-- start Dataset records --
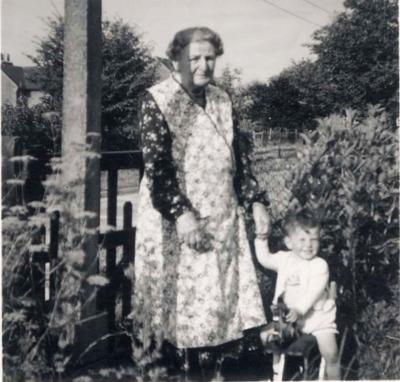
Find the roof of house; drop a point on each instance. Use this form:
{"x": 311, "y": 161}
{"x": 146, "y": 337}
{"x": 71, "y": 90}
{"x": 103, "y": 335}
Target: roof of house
{"x": 24, "y": 77}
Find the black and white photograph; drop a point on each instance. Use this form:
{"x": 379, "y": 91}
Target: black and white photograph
{"x": 200, "y": 190}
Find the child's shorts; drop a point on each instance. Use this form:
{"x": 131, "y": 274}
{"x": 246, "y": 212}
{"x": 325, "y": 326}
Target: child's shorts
{"x": 321, "y": 320}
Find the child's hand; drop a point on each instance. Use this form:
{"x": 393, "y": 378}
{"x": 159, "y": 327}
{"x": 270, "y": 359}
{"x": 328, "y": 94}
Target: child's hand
{"x": 293, "y": 315}
{"x": 261, "y": 220}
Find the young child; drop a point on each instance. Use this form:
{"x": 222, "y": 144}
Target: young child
{"x": 303, "y": 282}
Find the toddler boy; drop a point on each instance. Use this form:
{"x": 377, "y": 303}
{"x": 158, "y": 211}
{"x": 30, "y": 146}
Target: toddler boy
{"x": 303, "y": 282}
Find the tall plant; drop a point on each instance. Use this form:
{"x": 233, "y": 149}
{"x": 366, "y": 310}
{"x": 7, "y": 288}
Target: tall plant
{"x": 348, "y": 172}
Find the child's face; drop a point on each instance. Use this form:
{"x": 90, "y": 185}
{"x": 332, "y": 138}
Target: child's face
{"x": 304, "y": 242}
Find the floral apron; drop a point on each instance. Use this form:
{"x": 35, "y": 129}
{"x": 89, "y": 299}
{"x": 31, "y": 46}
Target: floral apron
{"x": 196, "y": 299}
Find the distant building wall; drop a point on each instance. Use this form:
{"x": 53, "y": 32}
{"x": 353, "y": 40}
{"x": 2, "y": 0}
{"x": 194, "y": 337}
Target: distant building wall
{"x": 35, "y": 97}
{"x": 8, "y": 90}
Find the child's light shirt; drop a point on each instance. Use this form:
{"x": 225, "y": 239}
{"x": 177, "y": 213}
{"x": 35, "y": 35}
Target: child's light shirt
{"x": 304, "y": 285}
{"x": 304, "y": 282}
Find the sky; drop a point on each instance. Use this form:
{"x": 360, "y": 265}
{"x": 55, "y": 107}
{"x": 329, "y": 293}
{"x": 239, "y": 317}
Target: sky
{"x": 261, "y": 37}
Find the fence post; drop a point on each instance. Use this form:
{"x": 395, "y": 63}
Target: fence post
{"x": 81, "y": 128}
{"x": 112, "y": 191}
{"x": 128, "y": 257}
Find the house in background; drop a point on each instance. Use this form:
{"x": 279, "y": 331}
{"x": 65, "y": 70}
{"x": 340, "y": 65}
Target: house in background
{"x": 163, "y": 69}
{"x": 17, "y": 84}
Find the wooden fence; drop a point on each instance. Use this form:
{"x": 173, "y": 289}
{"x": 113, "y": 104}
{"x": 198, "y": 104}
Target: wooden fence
{"x": 275, "y": 136}
{"x": 112, "y": 242}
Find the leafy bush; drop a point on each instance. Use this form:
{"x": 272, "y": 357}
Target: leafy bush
{"x": 39, "y": 136}
{"x": 348, "y": 173}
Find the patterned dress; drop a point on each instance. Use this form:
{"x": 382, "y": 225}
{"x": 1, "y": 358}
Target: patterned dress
{"x": 193, "y": 163}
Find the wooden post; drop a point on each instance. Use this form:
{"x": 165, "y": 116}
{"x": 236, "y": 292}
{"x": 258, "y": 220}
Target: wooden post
{"x": 81, "y": 129}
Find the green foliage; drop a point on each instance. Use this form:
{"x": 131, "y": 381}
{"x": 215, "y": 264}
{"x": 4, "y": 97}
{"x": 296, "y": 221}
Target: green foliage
{"x": 38, "y": 336}
{"x": 127, "y": 70}
{"x": 348, "y": 173}
{"x": 39, "y": 136}
{"x": 358, "y": 55}
{"x": 379, "y": 341}
{"x": 356, "y": 65}
{"x": 279, "y": 104}
{"x": 230, "y": 80}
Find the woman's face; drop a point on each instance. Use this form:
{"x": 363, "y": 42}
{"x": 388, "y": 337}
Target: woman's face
{"x": 196, "y": 65}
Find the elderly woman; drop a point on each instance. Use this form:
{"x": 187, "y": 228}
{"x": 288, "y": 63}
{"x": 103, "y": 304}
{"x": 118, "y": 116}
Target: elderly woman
{"x": 195, "y": 281}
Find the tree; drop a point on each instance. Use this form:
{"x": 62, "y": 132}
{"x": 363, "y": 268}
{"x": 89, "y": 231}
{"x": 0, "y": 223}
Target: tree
{"x": 128, "y": 69}
{"x": 357, "y": 55}
{"x": 279, "y": 104}
{"x": 356, "y": 65}
{"x": 230, "y": 80}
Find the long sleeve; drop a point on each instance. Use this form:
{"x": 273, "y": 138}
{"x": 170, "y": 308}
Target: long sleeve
{"x": 246, "y": 185}
{"x": 159, "y": 166}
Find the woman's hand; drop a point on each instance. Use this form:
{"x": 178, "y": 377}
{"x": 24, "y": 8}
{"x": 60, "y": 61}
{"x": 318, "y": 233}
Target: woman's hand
{"x": 293, "y": 315}
{"x": 261, "y": 220}
{"x": 189, "y": 231}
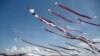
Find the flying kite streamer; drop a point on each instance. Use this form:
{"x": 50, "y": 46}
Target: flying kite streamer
{"x": 81, "y": 48}
{"x": 48, "y": 22}
{"x": 47, "y": 30}
{"x": 41, "y": 46}
{"x": 88, "y": 22}
{"x": 64, "y": 48}
{"x": 72, "y": 11}
{"x": 60, "y": 16}
{"x": 76, "y": 30}
{"x": 62, "y": 29}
-- end Dataset records --
* [Problem] Without the pictures, write out every entry precisely as it appears.

* [Answer to this exercise]
Find the roof of house; drop a point on each instance. Use this form:
{"x": 311, "y": 161}
{"x": 146, "y": 337}
{"x": 71, "y": 90}
{"x": 103, "y": 335}
Target: roof of house
{"x": 24, "y": 77}
Find the black and white photograph; drop a point on each instance. Use this form:
{"x": 379, "y": 91}
Target: black and white photograph
{"x": 200, "y": 190}
Find the child's shorts; drop a point on each instance. Use this form:
{"x": 131, "y": 274}
{"x": 246, "y": 212}
{"x": 325, "y": 326}
Target: child's shorts
{"x": 321, "y": 320}
Find the child's hand; drop a point on each instance. Use this form:
{"x": 393, "y": 378}
{"x": 159, "y": 327}
{"x": 270, "y": 359}
{"x": 328, "y": 94}
Target: child's hand
{"x": 293, "y": 315}
{"x": 261, "y": 220}
Find the young child; drop a point on each instance. Use this form:
{"x": 222, "y": 144}
Target: young child
{"x": 303, "y": 282}
Find the toddler boy; drop a point on each instance. Use this form:
{"x": 377, "y": 303}
{"x": 158, "y": 211}
{"x": 30, "y": 146}
Target: toddler boy
{"x": 303, "y": 282}
Find the tall plant; drop a point on each instance. Use this form:
{"x": 233, "y": 149}
{"x": 366, "y": 310}
{"x": 7, "y": 288}
Target: tall plant
{"x": 348, "y": 172}
Find the child's face; drop a point on each instance. Use this form:
{"x": 90, "y": 185}
{"x": 332, "y": 138}
Target: child's face
{"x": 304, "y": 242}
Find the floral apron; drop a point on each instance. Use this form:
{"x": 35, "y": 129}
{"x": 89, "y": 299}
{"x": 31, "y": 46}
Target: floral apron
{"x": 196, "y": 299}
Find the distant building wall; drop a point on each instance. Use this form:
{"x": 53, "y": 32}
{"x": 353, "y": 40}
{"x": 2, "y": 0}
{"x": 194, "y": 337}
Target: distant building wall
{"x": 35, "y": 97}
{"x": 8, "y": 90}
Find the child's light shirt; drop a point on each instance. Use this form:
{"x": 225, "y": 239}
{"x": 177, "y": 213}
{"x": 35, "y": 35}
Target: child's light shirt
{"x": 304, "y": 285}
{"x": 304, "y": 282}
Find the sky; drop a point on each instance. Use this form:
{"x": 360, "y": 265}
{"x": 55, "y": 107}
{"x": 329, "y": 293}
{"x": 239, "y": 317}
Target: sky
{"x": 261, "y": 37}
Find the fence post; drop a point on each instance. Use this form:
{"x": 395, "y": 63}
Target: fence post
{"x": 81, "y": 128}
{"x": 112, "y": 191}
{"x": 128, "y": 257}
Find the house in background; drop a point on each instance. Use this form:
{"x": 279, "y": 331}
{"x": 65, "y": 70}
{"x": 340, "y": 65}
Target: house in background
{"x": 163, "y": 69}
{"x": 17, "y": 84}
Find the wooden fence; drop a point on each instance. Use this form:
{"x": 173, "y": 289}
{"x": 113, "y": 104}
{"x": 198, "y": 104}
Target: wooden fence
{"x": 275, "y": 136}
{"x": 112, "y": 242}
Find the leafy bush; drop a point on each instance. Use this form:
{"x": 272, "y": 357}
Target: leafy bush
{"x": 39, "y": 136}
{"x": 348, "y": 173}
Find the patterned dress; drop a point on each instance. Use this form:
{"x": 382, "y": 225}
{"x": 1, "y": 358}
Target: patterned dress
{"x": 193, "y": 163}
Find the wooden post; drop a point on each instance. Use this form:
{"x": 165, "y": 116}
{"x": 236, "y": 292}
{"x": 258, "y": 220}
Target: wooden post
{"x": 81, "y": 129}
Find the green foliage; drop a point on each instance. Use this form:
{"x": 131, "y": 381}
{"x": 215, "y": 264}
{"x": 4, "y": 97}
{"x": 296, "y": 221}
Target: green foliage
{"x": 38, "y": 336}
{"x": 127, "y": 70}
{"x": 348, "y": 173}
{"x": 39, "y": 136}
{"x": 358, "y": 55}
{"x": 379, "y": 341}
{"x": 356, "y": 65}
{"x": 279, "y": 104}
{"x": 230, "y": 80}
Find the woman's face; drop a point on each instance. Use this form:
{"x": 363, "y": 42}
{"x": 388, "y": 337}
Target: woman's face
{"x": 196, "y": 65}
Find the elderly woman; drop a point on each instance. Use this form:
{"x": 187, "y": 228}
{"x": 288, "y": 63}
{"x": 103, "y": 304}
{"x": 118, "y": 116}
Target: elderly woman
{"x": 195, "y": 281}
Find the tree; drop a point on each instance. Use this form:
{"x": 62, "y": 132}
{"x": 363, "y": 268}
{"x": 89, "y": 231}
{"x": 0, "y": 223}
Target: tree
{"x": 128, "y": 69}
{"x": 357, "y": 55}
{"x": 279, "y": 104}
{"x": 356, "y": 65}
{"x": 230, "y": 80}
Find the long sleeve; drop a point on each instance. Use this form:
{"x": 273, "y": 138}
{"x": 170, "y": 308}
Target: long sleeve
{"x": 246, "y": 185}
{"x": 159, "y": 166}
Find the woman's hand; drop a point on each instance. Use this form:
{"x": 178, "y": 377}
{"x": 24, "y": 8}
{"x": 60, "y": 61}
{"x": 318, "y": 233}
Target: woman's hand
{"x": 293, "y": 315}
{"x": 261, "y": 220}
{"x": 189, "y": 231}
Find the flying kite streamer; drop a point on each instance. Use this form:
{"x": 50, "y": 46}
Target: flying kite streamer
{"x": 81, "y": 48}
{"x": 48, "y": 22}
{"x": 47, "y": 30}
{"x": 41, "y": 46}
{"x": 88, "y": 22}
{"x": 64, "y": 48}
{"x": 72, "y": 11}
{"x": 60, "y": 16}
{"x": 76, "y": 30}
{"x": 62, "y": 29}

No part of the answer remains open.